### DIRECTIONS FOR THIS TASK
Reproduce all of the material below word for word, leaving out the picture.

### INFORMATION PROVIDED
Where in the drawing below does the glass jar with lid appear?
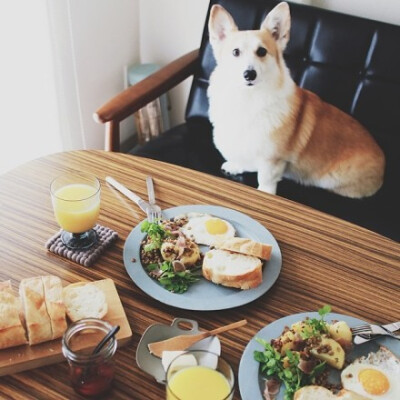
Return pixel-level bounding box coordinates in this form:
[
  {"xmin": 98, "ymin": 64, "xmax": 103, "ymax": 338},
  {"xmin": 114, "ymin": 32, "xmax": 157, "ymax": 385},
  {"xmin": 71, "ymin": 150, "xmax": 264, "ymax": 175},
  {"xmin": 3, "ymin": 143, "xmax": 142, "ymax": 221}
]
[{"xmin": 62, "ymin": 318, "xmax": 117, "ymax": 396}]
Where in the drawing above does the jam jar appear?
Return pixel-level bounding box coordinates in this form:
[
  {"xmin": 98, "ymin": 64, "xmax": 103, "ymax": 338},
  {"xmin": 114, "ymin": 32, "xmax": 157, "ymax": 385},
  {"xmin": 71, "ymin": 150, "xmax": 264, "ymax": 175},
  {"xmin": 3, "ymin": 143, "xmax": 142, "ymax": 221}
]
[{"xmin": 62, "ymin": 318, "xmax": 117, "ymax": 396}]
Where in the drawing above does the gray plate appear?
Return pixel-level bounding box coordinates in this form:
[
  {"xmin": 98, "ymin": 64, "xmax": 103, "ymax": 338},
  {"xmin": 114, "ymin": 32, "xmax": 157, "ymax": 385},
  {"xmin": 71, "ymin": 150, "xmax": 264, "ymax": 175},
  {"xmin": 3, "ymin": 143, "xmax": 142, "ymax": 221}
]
[
  {"xmin": 124, "ymin": 205, "xmax": 282, "ymax": 311},
  {"xmin": 239, "ymin": 312, "xmax": 400, "ymax": 400}
]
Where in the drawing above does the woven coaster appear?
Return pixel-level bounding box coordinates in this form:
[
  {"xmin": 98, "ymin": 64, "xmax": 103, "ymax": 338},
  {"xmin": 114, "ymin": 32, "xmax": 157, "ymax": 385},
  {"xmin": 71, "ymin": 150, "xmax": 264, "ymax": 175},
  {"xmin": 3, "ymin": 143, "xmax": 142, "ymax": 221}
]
[{"xmin": 45, "ymin": 225, "xmax": 118, "ymax": 267}]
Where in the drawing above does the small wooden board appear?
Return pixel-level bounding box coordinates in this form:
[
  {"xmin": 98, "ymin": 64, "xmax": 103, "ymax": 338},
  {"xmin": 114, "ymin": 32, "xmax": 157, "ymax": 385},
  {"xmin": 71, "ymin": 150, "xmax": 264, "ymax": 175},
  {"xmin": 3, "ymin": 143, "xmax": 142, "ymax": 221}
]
[{"xmin": 0, "ymin": 279, "xmax": 132, "ymax": 376}]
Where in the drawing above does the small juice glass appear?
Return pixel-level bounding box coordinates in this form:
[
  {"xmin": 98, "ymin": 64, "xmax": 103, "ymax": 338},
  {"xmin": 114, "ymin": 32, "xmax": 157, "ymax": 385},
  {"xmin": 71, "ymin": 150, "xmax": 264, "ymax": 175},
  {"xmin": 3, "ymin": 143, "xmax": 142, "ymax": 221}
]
[
  {"xmin": 50, "ymin": 173, "xmax": 100, "ymax": 249},
  {"xmin": 166, "ymin": 350, "xmax": 235, "ymax": 400},
  {"xmin": 62, "ymin": 318, "xmax": 117, "ymax": 396}
]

### SOLVED PROBLEM
Where in the drawing below does the glass jar with lid appear?
Return pixel-level bounding box coordinates in this form:
[
  {"xmin": 98, "ymin": 64, "xmax": 103, "ymax": 338},
  {"xmin": 114, "ymin": 32, "xmax": 157, "ymax": 385},
  {"xmin": 71, "ymin": 150, "xmax": 264, "ymax": 175},
  {"xmin": 3, "ymin": 143, "xmax": 142, "ymax": 221}
]
[{"xmin": 62, "ymin": 318, "xmax": 117, "ymax": 396}]
Where in the drawing above does the jam jar appear?
Return pixel-level bounding box coordinates in this form:
[
  {"xmin": 98, "ymin": 64, "xmax": 103, "ymax": 338},
  {"xmin": 114, "ymin": 32, "xmax": 157, "ymax": 385},
  {"xmin": 71, "ymin": 150, "xmax": 264, "ymax": 175},
  {"xmin": 3, "ymin": 143, "xmax": 142, "ymax": 221}
]
[{"xmin": 62, "ymin": 318, "xmax": 117, "ymax": 396}]
Where in the drawing above does the gray plate appear?
Return pixel-level bounding box coordinates in this form:
[
  {"xmin": 98, "ymin": 64, "xmax": 103, "ymax": 338},
  {"xmin": 114, "ymin": 32, "xmax": 157, "ymax": 385},
  {"xmin": 71, "ymin": 150, "xmax": 264, "ymax": 175},
  {"xmin": 3, "ymin": 143, "xmax": 142, "ymax": 221}
]
[
  {"xmin": 124, "ymin": 205, "xmax": 282, "ymax": 311},
  {"xmin": 239, "ymin": 312, "xmax": 400, "ymax": 400}
]
Where in the drawing above does the woven coaster appear?
Return pixel-level bounding box coordinates in this form:
[
  {"xmin": 98, "ymin": 64, "xmax": 103, "ymax": 338},
  {"xmin": 114, "ymin": 32, "xmax": 157, "ymax": 385},
  {"xmin": 71, "ymin": 150, "xmax": 264, "ymax": 175},
  {"xmin": 3, "ymin": 143, "xmax": 142, "ymax": 221}
]
[{"xmin": 45, "ymin": 225, "xmax": 118, "ymax": 267}]
Where in the drawing above does the small wooden board appear?
Return pixel-level bounding box coordinates in this form:
[
  {"xmin": 98, "ymin": 64, "xmax": 103, "ymax": 338},
  {"xmin": 114, "ymin": 32, "xmax": 157, "ymax": 385},
  {"xmin": 71, "ymin": 150, "xmax": 264, "ymax": 175},
  {"xmin": 3, "ymin": 143, "xmax": 142, "ymax": 221}
]
[{"xmin": 0, "ymin": 279, "xmax": 132, "ymax": 376}]
Where in the drawing above does the small juice glass appear?
Return pixel-level bounding box coordinates in this form:
[
  {"xmin": 98, "ymin": 64, "xmax": 103, "ymax": 338},
  {"xmin": 114, "ymin": 32, "xmax": 157, "ymax": 385},
  {"xmin": 71, "ymin": 150, "xmax": 264, "ymax": 175},
  {"xmin": 3, "ymin": 143, "xmax": 142, "ymax": 221}
]
[
  {"xmin": 50, "ymin": 173, "xmax": 100, "ymax": 249},
  {"xmin": 166, "ymin": 350, "xmax": 235, "ymax": 400},
  {"xmin": 62, "ymin": 318, "xmax": 117, "ymax": 396}
]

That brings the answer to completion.